Everyone knew that Paul was in prison for preaching the Gospel.  But instead of shutting up, Paul prayed, preached and praised.  Even the ones who were enforcing his imprisonment knew why Paul was there.  Word of what he was doing was spreading everywhere.  It was going up through the chain of command into the king’s imperial guard.  To the government.  No matter what, Paul focused on the purpose of his life, and that was to share the Gospel.

Application for Today:  We may not face prison.  You and I may not be behind bars.  We may not be as free as a lark, but we still face adversity.  Imprisonment is a pretty severe adversity, but if we take a note from Paul, it’s all about how we respond.  If we allow these adversities to distract us from the purpose of our lives, the reason that we have hope, then we will never make an impact.  If when faced with one adversity, we revolt and protest, we are missing out on the purpose of our lives.  Quite frankly, when we do experience adversity, we honestly respond like children, and consistently lash out in response.  Sometimes in protest, sometimes in marching, and sometimes in harsh words.  The purpose of our lives is not to protest when things happen that we don’t agree with or approve of, it’s to advance the gospel.  That’s it.  When we substitute political activism for sharing the gospel, we are neglecting our true purpose, and we are robbing our stances from truly impacting people.  Instead, while we march on the frontlines, we must use this opportunity to advance Christ and what he’s done for us, and the message that salvation is available for and to all.  We cannot allow the current political climate to distract us from the preciousness of lost souls.  The only way to change lives and hearts is through personal conversations with people, unconditional love shown towards them and trust in God that he will do the rest.

Unity in the Body, despite different perspectives.

When Paul was criticised, he continued to preach Jesus.  He didn’t lash back, he didn’t try to break people down, he didn’t name call, he just continued to preach Jesus.  When people disagreed, he continued to preach Jesus.  Through all of that, he didn’t allow his focus to get him off track in preaching Jesus.  Whenever we speak Biblically, we will encounter some contrary position or some sort of backlash.  That’s okay.  We will have some people trying to undermine our efforts.  That’s okay.  People will try to tell us we are wrong.  That’s okay.  Do not allow those things to distract you from preaching Jesus and being caught up in the politics or controversy of it all.

There are many motivations for sharing the gospel and for advancing causes.  Some people do it because they truly believe in the movements.  Some people do so out of great love for God.  But a lot more people tend to use it as a method of advancing themselves or what they believe is right.  What can possibly be more important than the Gospel?  What could possibly be more important than sharing salvation?

Marching against abortion and campaigning against it is great, but you must champion Jesus as you do so.  Jesus tells us to value all lives and tells us that once the child is born, we have to provide a life for them, take care of them in health.  Love it, even if it isn’t what we wanted.  You cannot march against abortion and then refuse to provide opportunities for that child.  Quit pretending that your interest is in preventing abortion like a good Christian, if that baby won’t be taken care of.

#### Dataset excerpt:
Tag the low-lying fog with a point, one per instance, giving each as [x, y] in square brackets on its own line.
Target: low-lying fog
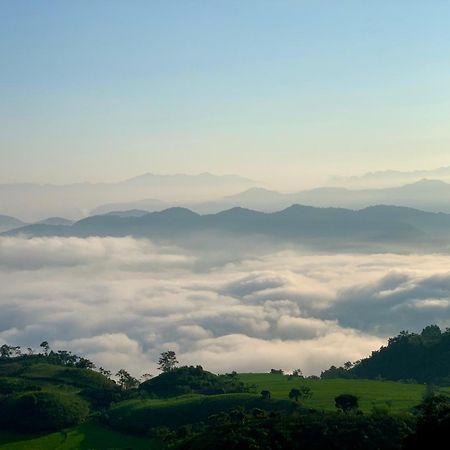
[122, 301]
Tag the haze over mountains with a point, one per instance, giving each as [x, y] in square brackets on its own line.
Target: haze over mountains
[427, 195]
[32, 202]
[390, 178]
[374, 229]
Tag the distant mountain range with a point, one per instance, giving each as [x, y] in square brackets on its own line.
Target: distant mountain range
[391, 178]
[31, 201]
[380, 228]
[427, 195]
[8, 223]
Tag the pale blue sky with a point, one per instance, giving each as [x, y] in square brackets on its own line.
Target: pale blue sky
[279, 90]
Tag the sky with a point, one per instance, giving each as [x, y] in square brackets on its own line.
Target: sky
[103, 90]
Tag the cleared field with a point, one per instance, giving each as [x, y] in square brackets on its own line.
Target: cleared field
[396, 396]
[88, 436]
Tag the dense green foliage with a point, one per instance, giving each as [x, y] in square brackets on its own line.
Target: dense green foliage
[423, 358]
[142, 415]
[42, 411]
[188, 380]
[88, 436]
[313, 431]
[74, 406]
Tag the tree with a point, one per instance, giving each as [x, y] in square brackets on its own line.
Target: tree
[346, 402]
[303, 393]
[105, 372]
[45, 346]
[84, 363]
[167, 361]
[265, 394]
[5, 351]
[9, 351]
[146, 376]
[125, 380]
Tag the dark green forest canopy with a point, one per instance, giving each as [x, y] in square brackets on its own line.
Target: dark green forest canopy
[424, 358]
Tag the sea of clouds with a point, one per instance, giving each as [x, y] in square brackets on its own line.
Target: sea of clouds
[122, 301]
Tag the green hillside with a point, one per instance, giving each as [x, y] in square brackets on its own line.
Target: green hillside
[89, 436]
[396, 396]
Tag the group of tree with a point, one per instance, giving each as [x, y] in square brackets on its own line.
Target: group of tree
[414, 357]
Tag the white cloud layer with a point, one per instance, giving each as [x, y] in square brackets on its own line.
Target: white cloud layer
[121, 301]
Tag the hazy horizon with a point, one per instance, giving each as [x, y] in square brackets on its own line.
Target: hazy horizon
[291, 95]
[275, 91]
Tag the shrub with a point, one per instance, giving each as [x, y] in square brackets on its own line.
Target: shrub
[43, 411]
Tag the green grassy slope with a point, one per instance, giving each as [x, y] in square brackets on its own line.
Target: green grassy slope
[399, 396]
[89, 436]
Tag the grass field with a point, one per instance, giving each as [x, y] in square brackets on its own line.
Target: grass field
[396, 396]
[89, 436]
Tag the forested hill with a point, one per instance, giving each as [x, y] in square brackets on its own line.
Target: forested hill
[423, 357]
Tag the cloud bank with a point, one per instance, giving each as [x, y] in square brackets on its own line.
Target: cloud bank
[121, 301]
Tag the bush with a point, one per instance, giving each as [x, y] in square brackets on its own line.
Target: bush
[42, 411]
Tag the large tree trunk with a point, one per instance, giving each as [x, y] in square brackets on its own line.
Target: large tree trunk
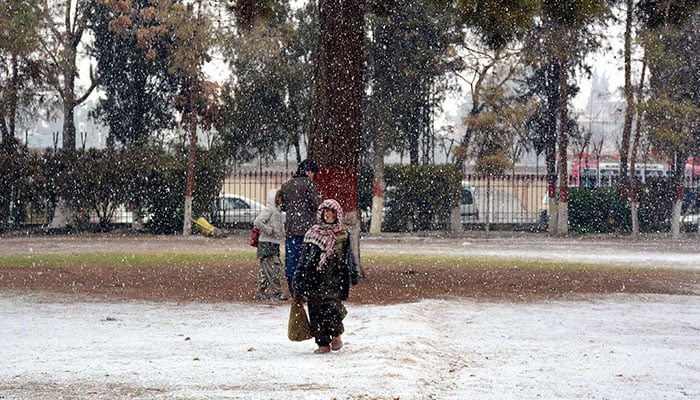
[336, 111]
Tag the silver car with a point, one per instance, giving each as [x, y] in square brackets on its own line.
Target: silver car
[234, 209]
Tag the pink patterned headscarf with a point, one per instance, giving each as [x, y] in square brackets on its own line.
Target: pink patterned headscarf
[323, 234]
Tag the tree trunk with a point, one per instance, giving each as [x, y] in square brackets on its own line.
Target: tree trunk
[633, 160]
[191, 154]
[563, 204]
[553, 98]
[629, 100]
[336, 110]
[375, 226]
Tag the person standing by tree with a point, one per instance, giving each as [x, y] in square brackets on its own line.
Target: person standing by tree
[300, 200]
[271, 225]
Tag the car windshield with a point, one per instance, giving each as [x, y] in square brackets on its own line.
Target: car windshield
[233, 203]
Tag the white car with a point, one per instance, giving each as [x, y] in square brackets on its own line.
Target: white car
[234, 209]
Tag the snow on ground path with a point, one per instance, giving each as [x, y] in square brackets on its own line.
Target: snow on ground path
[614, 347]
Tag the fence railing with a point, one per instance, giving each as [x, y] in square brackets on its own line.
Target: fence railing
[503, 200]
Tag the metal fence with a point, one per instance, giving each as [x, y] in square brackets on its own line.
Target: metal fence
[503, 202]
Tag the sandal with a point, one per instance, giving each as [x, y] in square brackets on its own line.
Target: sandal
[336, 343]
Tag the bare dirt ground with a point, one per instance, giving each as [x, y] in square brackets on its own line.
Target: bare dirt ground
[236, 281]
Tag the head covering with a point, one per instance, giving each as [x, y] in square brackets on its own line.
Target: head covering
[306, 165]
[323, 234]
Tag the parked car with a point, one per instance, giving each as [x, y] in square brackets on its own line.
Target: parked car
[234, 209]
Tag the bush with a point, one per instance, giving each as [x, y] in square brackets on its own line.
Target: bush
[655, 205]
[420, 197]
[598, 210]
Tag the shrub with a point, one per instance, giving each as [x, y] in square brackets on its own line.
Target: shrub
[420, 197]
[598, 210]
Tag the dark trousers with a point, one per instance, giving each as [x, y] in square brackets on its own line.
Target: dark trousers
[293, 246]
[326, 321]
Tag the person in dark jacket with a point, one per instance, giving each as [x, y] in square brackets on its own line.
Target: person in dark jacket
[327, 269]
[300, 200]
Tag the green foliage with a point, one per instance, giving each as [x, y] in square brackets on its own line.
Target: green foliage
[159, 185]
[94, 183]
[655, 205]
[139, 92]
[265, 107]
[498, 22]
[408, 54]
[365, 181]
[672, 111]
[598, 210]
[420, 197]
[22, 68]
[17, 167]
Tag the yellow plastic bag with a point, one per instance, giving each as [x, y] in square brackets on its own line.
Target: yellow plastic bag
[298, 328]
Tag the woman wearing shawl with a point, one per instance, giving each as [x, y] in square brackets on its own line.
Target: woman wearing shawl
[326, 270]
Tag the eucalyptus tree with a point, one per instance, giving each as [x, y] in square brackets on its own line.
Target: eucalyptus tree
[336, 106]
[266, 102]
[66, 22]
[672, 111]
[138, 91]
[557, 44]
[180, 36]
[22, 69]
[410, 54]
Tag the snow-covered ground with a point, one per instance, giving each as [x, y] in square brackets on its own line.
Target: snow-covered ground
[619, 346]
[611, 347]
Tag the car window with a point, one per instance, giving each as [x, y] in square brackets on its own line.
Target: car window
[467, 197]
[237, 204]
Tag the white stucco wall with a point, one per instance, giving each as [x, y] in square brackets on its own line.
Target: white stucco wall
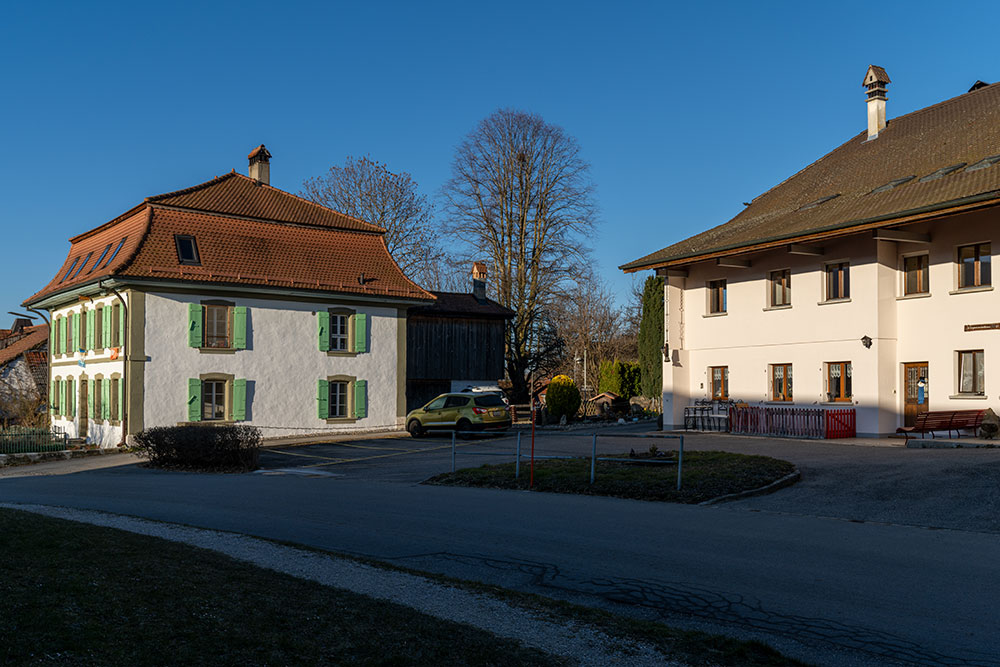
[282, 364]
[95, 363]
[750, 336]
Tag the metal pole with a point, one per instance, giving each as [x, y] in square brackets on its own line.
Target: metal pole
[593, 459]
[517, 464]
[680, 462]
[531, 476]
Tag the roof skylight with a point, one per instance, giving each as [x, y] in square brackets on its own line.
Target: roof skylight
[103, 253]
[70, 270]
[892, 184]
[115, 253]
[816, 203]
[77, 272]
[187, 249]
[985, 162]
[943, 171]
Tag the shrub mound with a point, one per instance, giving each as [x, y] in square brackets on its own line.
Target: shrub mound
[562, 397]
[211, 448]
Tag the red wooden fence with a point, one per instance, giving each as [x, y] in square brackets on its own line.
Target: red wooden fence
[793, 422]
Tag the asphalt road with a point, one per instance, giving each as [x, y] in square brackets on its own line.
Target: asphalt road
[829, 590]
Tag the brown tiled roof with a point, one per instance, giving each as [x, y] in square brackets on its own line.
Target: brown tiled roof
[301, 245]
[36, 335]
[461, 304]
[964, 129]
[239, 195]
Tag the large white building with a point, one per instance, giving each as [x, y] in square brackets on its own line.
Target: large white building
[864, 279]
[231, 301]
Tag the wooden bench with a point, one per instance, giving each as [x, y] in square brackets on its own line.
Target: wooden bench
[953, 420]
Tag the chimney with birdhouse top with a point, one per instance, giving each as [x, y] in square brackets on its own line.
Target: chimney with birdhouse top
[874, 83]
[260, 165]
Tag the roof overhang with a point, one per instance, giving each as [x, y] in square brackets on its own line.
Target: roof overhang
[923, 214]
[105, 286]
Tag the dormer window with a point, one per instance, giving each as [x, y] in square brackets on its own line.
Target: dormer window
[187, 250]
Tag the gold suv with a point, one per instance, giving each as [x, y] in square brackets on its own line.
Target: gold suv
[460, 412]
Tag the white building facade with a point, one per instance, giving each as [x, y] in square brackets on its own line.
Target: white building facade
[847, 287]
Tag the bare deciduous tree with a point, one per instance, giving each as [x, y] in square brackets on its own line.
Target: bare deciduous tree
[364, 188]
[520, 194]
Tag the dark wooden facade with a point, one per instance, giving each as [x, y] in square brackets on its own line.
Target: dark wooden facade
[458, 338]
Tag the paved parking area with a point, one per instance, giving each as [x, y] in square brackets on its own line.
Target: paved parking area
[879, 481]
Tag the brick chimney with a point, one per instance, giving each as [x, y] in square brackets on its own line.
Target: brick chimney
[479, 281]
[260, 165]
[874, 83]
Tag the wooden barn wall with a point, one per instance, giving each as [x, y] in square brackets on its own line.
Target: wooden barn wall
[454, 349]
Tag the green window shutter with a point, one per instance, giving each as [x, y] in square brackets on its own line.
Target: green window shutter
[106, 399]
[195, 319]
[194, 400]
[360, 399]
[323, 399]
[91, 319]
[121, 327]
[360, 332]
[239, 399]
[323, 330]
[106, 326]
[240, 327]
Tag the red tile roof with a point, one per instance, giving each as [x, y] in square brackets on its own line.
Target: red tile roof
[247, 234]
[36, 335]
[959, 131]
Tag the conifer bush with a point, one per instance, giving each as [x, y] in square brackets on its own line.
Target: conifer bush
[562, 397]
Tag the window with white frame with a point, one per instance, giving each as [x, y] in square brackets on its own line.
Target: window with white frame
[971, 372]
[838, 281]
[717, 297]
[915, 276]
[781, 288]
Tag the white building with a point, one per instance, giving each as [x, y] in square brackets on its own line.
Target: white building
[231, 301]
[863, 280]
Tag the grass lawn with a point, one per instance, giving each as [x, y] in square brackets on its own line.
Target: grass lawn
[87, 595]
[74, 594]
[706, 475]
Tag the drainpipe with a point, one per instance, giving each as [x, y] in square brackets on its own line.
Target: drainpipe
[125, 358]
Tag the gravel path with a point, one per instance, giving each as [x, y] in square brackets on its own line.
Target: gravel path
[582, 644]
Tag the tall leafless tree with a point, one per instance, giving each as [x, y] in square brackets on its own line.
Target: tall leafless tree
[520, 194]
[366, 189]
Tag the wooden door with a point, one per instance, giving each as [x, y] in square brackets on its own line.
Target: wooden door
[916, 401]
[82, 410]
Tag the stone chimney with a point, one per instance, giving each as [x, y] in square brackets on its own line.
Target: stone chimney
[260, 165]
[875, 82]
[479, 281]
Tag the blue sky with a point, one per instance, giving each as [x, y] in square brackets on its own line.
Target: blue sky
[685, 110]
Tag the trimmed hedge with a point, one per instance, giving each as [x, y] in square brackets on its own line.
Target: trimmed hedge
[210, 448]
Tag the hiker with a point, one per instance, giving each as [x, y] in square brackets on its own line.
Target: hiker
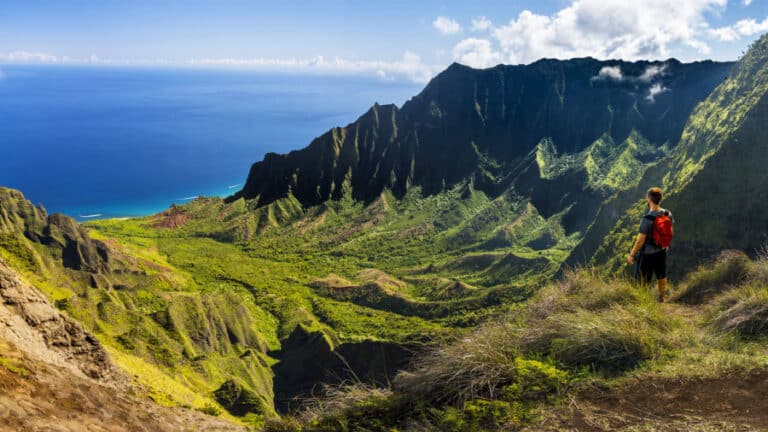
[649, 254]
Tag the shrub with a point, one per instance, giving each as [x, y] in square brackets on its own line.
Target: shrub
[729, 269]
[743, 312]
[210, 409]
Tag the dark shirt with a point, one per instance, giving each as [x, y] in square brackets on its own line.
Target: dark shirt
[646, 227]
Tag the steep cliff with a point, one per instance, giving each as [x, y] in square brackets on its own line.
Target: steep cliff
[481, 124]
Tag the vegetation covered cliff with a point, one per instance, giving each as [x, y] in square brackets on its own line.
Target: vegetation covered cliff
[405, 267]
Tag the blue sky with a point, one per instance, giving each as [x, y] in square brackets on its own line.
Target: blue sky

#### What to work on:
1) Count the lines in the records that contain the string "dormer", and reply with that number alone.
2) Extend the devotional text about Paul and the Gospel by writing what comes after its final sentence.
The text and the records have nothing to do with each other.

#### Expected outputs:
1) 2

2)
Marching for the end of police brutality is good.  Marching to end racism is good.  But we cannot speak a word except the gospel, until we have also looked at ourselves and seen how we have taken advantage of brutality and how we have ingrained prejudices within us.  We must support fair trade coffee and chocolate and other industries that do not exploit human beings.  We must eradicate the personal beliefs we have of those that are not the same race as us.  And we must advance the gospel, we must champion the gospel.  Only when we can erase those things in our lives, can we comment on the things of others’ lives.

We cannot march against gay marriage until we address the issues that divorce and an incorrect understanding of love plagues our community.  We must have a proper perspective on marriage and self-control in human relationships if we ever want to have the right to comment on someone else’s love life.  When divorce is accepted within the church, and fidelity is not preached, then we cannot make a stand for the family, because we are guilty of destruction of the family.  And when we do make a comment, may it be on the everlasting love and fidelity of God, despite our shortcomings and not distracting from the message of the gospel.

Protesting immigrants coming into our shores, we can protest those.  But we cannot do so unless we realize that our motivations are to keep ourselves safe and being selfish and not welcoming in people in love, without conditions or regard.  Sure, it is kinda radical and naive to think that those people won’t hurt us, but if we ignore the call of Christ to be unconditional towards all, then we might was well ignore grace too.  We must realize that our opposition is because people are different from us and afraid that they might hurt them.  Then we need to examine the ways that our sin hurts God and then we will realize that we have no room to talk.  We also must weigh if this is an opportunity to show love, and by refusing them entry, we are neglecting them the chance to be loved by us.  And that’s not loving.  Particularly if they are fleeing a bad situation.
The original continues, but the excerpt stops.